### EXERCISE PROMPT
Render the lines of the entries below as a JSON list of strings, one string per line and no blank lines. Start at the line that has "above contains yellow" and stop after the line that has "0, 118, 400, 299".

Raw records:
::::

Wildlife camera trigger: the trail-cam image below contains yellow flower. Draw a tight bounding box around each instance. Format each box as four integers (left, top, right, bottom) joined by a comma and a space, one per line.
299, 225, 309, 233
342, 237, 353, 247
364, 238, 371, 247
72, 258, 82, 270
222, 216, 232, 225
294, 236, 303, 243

::::

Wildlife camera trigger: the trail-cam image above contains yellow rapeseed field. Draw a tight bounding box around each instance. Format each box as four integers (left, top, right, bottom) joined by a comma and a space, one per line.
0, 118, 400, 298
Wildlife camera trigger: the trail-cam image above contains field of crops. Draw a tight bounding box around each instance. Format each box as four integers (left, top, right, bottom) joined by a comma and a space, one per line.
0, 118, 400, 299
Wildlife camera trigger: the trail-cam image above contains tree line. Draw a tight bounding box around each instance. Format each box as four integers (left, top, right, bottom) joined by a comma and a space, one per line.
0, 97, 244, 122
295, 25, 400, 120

::::

### REPLY
[
  "Wildlife camera trigger: the trail-cam image above contains yellow rapeseed field. Draw a tight bounding box around each instance. Format each box as four integers (left, top, right, bottom) joined by a comma and a space, one per line.",
  "0, 118, 400, 298",
  "Wildlife camera trigger: the trail-cam image above contains field of crops. Draw a tight bounding box around each instance. Format each box as four integers (left, top, right, bottom) joined by a comma and a space, one per line.",
  "0, 118, 400, 299"
]